---------- MATERIAL PROVIDED ----------
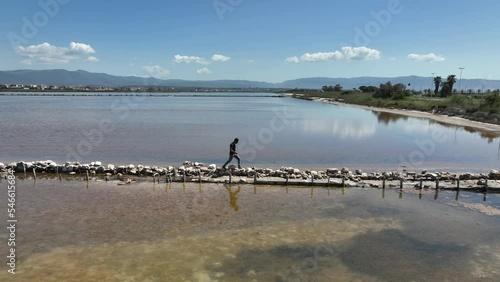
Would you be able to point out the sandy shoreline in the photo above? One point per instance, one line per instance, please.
(481, 126)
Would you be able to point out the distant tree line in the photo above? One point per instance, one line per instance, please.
(336, 88)
(446, 86)
(386, 90)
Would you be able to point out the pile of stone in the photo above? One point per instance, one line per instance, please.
(198, 169)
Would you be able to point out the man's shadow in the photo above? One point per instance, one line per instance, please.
(233, 196)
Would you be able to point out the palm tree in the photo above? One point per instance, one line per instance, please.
(451, 81)
(437, 83)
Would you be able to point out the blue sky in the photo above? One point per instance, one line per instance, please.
(265, 40)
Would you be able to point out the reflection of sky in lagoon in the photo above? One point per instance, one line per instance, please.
(194, 232)
(170, 130)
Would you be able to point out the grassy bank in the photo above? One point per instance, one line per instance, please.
(484, 108)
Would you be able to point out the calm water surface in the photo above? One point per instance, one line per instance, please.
(273, 132)
(74, 231)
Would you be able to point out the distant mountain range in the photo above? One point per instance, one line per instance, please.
(60, 77)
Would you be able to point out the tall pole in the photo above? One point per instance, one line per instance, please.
(460, 81)
(432, 85)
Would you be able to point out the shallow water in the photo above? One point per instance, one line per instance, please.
(273, 132)
(99, 231)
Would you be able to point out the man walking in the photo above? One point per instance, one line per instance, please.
(233, 153)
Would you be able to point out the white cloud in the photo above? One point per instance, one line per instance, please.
(27, 62)
(179, 59)
(204, 71)
(81, 48)
(50, 54)
(156, 71)
(293, 60)
(220, 58)
(92, 59)
(346, 53)
(431, 57)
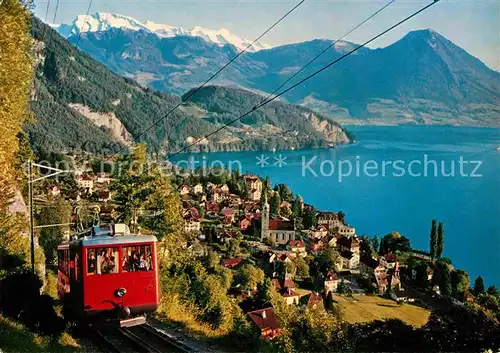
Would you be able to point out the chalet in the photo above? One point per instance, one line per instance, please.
(232, 263)
(254, 186)
(391, 278)
(367, 265)
(184, 189)
(329, 220)
(348, 260)
(86, 182)
(348, 244)
(318, 232)
(312, 301)
(211, 208)
(266, 321)
(331, 282)
(389, 260)
(104, 196)
(75, 196)
(290, 296)
(331, 240)
(103, 178)
(298, 247)
(198, 189)
(346, 230)
(317, 245)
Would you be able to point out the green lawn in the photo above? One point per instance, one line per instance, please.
(364, 308)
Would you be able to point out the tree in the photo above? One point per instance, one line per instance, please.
(493, 290)
(329, 303)
(440, 240)
(274, 205)
(51, 237)
(459, 283)
(478, 286)
(393, 242)
(433, 240)
(445, 283)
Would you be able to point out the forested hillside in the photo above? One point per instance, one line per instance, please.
(80, 105)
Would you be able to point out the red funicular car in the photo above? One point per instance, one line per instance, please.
(109, 276)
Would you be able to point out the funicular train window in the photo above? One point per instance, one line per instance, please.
(102, 261)
(137, 258)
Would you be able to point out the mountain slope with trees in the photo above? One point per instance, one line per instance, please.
(80, 105)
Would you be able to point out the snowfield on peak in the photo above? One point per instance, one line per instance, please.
(103, 21)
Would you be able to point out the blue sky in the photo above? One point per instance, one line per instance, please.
(474, 25)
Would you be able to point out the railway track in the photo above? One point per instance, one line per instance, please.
(137, 339)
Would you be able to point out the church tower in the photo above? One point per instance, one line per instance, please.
(264, 220)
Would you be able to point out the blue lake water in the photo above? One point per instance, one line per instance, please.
(405, 197)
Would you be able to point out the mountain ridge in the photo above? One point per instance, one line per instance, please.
(103, 21)
(423, 78)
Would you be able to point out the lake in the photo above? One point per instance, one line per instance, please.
(401, 178)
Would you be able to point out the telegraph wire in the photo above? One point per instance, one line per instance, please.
(263, 103)
(328, 48)
(192, 92)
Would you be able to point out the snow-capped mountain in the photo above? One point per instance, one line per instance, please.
(102, 21)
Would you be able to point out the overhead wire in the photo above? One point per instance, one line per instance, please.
(276, 96)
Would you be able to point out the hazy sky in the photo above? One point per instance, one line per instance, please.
(474, 25)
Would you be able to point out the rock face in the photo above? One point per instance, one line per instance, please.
(107, 120)
(422, 78)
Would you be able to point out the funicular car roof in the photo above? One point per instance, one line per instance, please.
(103, 240)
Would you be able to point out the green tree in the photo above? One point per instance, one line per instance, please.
(393, 242)
(478, 286)
(51, 237)
(329, 303)
(375, 243)
(433, 240)
(301, 266)
(341, 217)
(250, 276)
(459, 283)
(309, 218)
(440, 240)
(445, 285)
(274, 205)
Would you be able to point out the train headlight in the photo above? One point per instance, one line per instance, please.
(121, 292)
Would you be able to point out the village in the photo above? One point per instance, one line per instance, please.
(312, 258)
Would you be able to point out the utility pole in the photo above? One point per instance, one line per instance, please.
(30, 208)
(30, 203)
----------
The records above should be written out in full and unchanged, except that pictures are dropped.

§ EXERCISE OUTPUT:
Would you be able to point out the sandy shoreline in the photo above? One point per instance, one line per instance, please.
(481, 126)
Would you be able to point out the distant tree line in the photo above? One point per instance, one line per instance, please.
(336, 88)
(446, 86)
(386, 90)
Would you be able to point out the pile of stone in the photo above? One point per instance, one line per instance, please.
(198, 169)
Would you be able to point out the man's shadow in the photo above? One point per instance, one line per instance, please.
(233, 196)
Would you be able to point out the palm tree in the photo above? One point per instance, one line per instance, please.
(451, 81)
(437, 83)
Would you be able to point out the blue sky in the photo above? One point per instance, one line per instance, please.
(265, 40)
Would you be able to point out the reflection of sky in lagoon in the photo above? One point per instance, one line per instance, please.
(194, 232)
(170, 130)
Would you be able to point out the grassy bank in the photo above? One point per instance, one line per instance, please.
(484, 108)
Would you be able to point out the calm water surface in the photo above? One point per instance, one line per instance, please.
(273, 132)
(74, 231)
Would you be able to point out the distant mountain range in the photo above? One point per instance, one line per instance, please.
(60, 77)
Would you be able to point out the tall pole in the photo above? One point per instance, one line per instance, please.
(460, 81)
(432, 85)
Would you be able to point out the shallow water in the photo above? One point per instance, one line per instance, please.
(273, 132)
(99, 231)
Would you be able to point out the man walking in the photo above? One point per instance, one line per instance, please.
(233, 153)
Would you be able to point out the white cloud in the photo above? One point per instance, one line per instance, please.
(27, 62)
(179, 59)
(204, 71)
(81, 48)
(50, 54)
(156, 71)
(293, 60)
(220, 58)
(92, 59)
(346, 53)
(431, 57)
Would you be able to point out the chalet in the photo above? One point per instance, one line per instance, please.
(232, 263)
(254, 186)
(391, 278)
(367, 265)
(184, 189)
(329, 220)
(348, 260)
(86, 182)
(348, 244)
(318, 232)
(312, 301)
(211, 208)
(266, 321)
(331, 282)
(389, 260)
(104, 196)
(75, 196)
(290, 296)
(331, 240)
(103, 178)
(298, 247)
(198, 189)
(346, 230)
(317, 245)
Would you be able to point out the green lawn in the photo above? One point per instance, one line per instance, please.
(364, 308)
Would you be able to point out the tree in the photo above? One point per instance, one line per instance, please.
(493, 290)
(329, 303)
(440, 240)
(274, 205)
(51, 237)
(459, 283)
(478, 286)
(393, 242)
(433, 240)
(445, 283)
Would you be able to point out the forested hillside in the photo above? One point per instance, one line per instance, please.
(80, 105)
Would you be able to point out the red funicular car in the photo above? One point per instance, one line per instance, please.
(109, 276)
Would you be able to point out the funicular train window in the photo above? One point per instance, one line per instance, please.
(102, 261)
(137, 258)
Would you be able to point out the mountain slope with trees in the photo above? One point per instance, one line per instance, please.
(80, 105)
Would you be able to point out the snowfield on peak in the photo above? One point per instance, one line per instance, please.
(103, 21)
Would you be able to point out the blue sky in the photo above? One point per instance, one line per instance, please.
(474, 25)
Would you be able to point out the railway track in the photo above? One point per instance, one line per instance, please.
(137, 339)
Would you be able to point out the church tower in the photo above? One point per instance, one line per instance, please.
(264, 220)
Would you be able to point out the blue lake water in the photo above? One point per instance, one line per instance, please.
(405, 197)
Would you be able to point out the mountain ridge in the photo above? One point per instance, one line per instance, please.
(103, 21)
(423, 78)
Would you be able to point out the lake in the photo above? One point per instance, one line per instance, please.
(401, 178)
Would you be able to point out the telegraph wire in the photo above? One point per instance, one line per instance, please.
(263, 103)
(328, 48)
(192, 92)
Would you be able to point out the snow-capped mountain in the photo above? One point per instance, one line per instance, please.
(102, 21)
Would you be able to point out the overhead wire in the photo above? One point per instance, one line per instance, please.
(276, 96)
Would you be able to point out the hazy sky in the photo above? One point per instance, one line per instance, please.
(474, 25)
Would you be able to point out the rock face in the photo above? One point per instance, one line per instance, please.
(107, 120)
(422, 78)
Would you be able to point out the funicular car roof in the photo above? One point per instance, one line per instance, please.
(103, 240)
Would you be able to point out the green tree in the photo above? One point per instance, one line per instance, please.
(393, 242)
(478, 286)
(51, 237)
(329, 303)
(375, 243)
(433, 240)
(301, 266)
(341, 217)
(250, 276)
(459, 283)
(309, 218)
(440, 240)
(445, 285)
(274, 205)
Would you be able to point out the train headlight in the photo above? One point per instance, one line per instance, please.
(121, 292)
Would you be able to point out the village in the photo above? One point per instance, one line per instance, please.
(312, 258)
Would you be able to point out the utility pole in the photo above? One point per instance, one line per instance, please.
(30, 208)
(30, 203)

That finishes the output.